(TEXT EXCERPT Opens)
I have two critical issues concerning the whole Sunset v. Starlight-thing, and it's obvious the two are directly comparable and open to criticism for this fact alone. While I'm mostly going to be covering their introductions into their properties proper (e.g., the first movie and S6-premire and maybe finale), I am going to try a broad overview of the two characters as a whole. I am mostly going to be critical of Sunset, but I do not intend to downplay that Starlight has faults in terms of writing. I am just hoping you can see where I am coming from.

This is going to be embarrassingly long, I'm warning you.
(TEXT EXCERPT Closes)
From the passage above comparing Sunset and Starlight, output the words from "I have two critical" up to and including "am coming from.".
(STORED DATA Opens)
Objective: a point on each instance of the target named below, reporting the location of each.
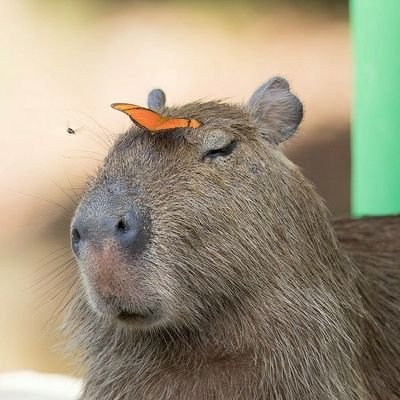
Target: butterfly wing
(141, 116)
(153, 121)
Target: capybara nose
(128, 231)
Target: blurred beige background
(64, 62)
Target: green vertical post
(376, 107)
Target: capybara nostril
(131, 231)
(128, 231)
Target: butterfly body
(153, 121)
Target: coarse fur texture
(253, 293)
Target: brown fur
(259, 297)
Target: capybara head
(181, 226)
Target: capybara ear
(276, 110)
(156, 100)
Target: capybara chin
(209, 268)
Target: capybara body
(210, 270)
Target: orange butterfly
(153, 121)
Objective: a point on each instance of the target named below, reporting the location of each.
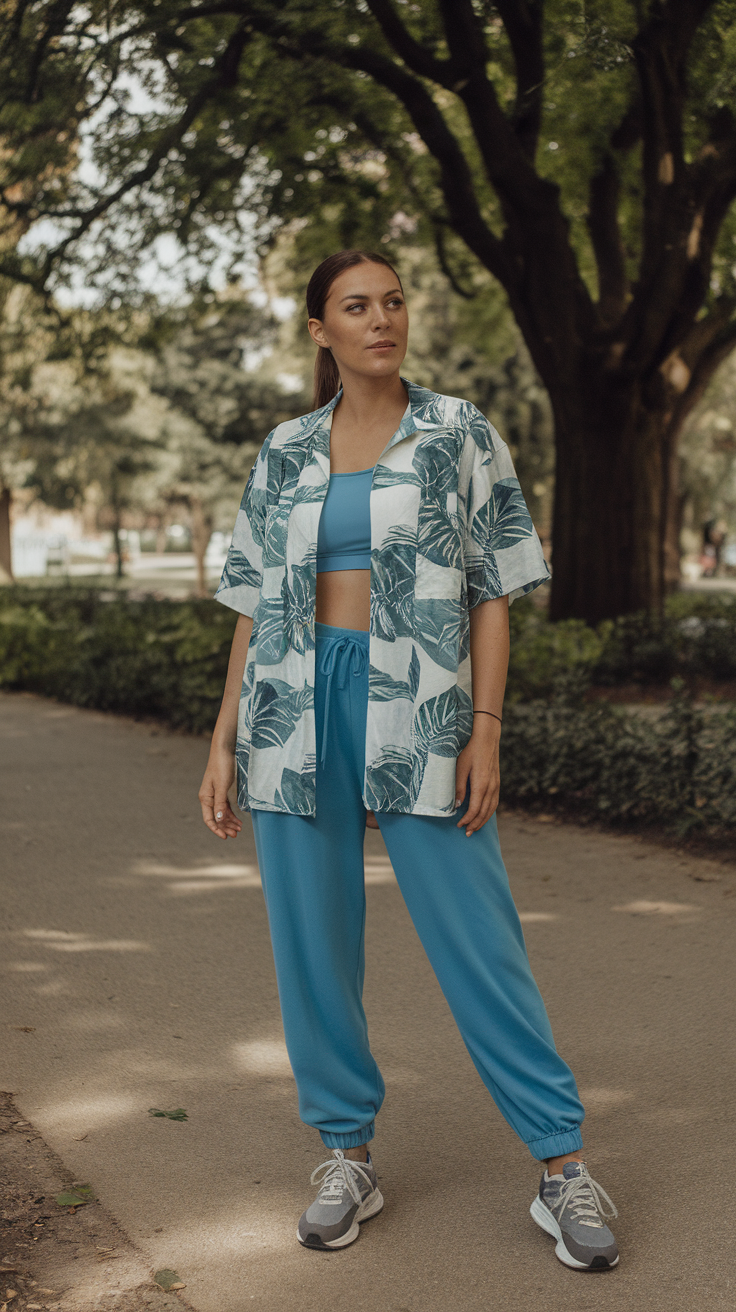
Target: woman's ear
(316, 332)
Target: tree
(217, 411)
(587, 159)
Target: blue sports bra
(344, 526)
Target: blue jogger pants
(458, 896)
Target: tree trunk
(615, 474)
(201, 534)
(5, 549)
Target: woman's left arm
(479, 758)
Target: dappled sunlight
(379, 871)
(184, 881)
(81, 1113)
(263, 1058)
(236, 1232)
(659, 908)
(600, 1098)
(95, 1021)
(61, 941)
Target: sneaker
(348, 1195)
(571, 1209)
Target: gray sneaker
(348, 1194)
(571, 1209)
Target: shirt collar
(416, 415)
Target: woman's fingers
(483, 802)
(217, 811)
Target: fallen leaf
(165, 1278)
(76, 1197)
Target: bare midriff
(344, 598)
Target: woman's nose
(381, 319)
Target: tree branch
(522, 20)
(602, 226)
(224, 74)
(416, 57)
(455, 175)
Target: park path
(135, 950)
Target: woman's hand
(217, 782)
(479, 760)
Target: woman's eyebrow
(361, 295)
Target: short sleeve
(243, 574)
(503, 554)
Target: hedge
(677, 769)
(148, 657)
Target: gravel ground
(135, 972)
(62, 1258)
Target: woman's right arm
(219, 774)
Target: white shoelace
(337, 1176)
(585, 1201)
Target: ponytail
(327, 375)
(327, 378)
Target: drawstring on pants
(356, 656)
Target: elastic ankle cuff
(352, 1140)
(555, 1146)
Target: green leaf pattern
(449, 529)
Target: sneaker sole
(371, 1207)
(546, 1222)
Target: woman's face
(365, 322)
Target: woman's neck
(369, 402)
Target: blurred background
(556, 186)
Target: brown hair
(327, 375)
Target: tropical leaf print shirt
(449, 529)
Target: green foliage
(168, 660)
(677, 770)
(159, 659)
(695, 639)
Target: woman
(378, 545)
(STORED DATA Closes)
== RESPONSE BOX ==
I have two critical issues concerning the whole Sunset v. Starlight-thing, and it's obvious the two are directly comparable and open to criticism for this fact alone. While I'm mostly going to be covering their introductions into their properties proper (e.g., the first movie and S6-premire and maybe finale), I am going to try a broad overview of the two characters as a whole. I am mostly going to be critical of Sunset, but I do not intend to downplay that Starlight has faults in terms of writing. I am just hoping you can see where I am coming from.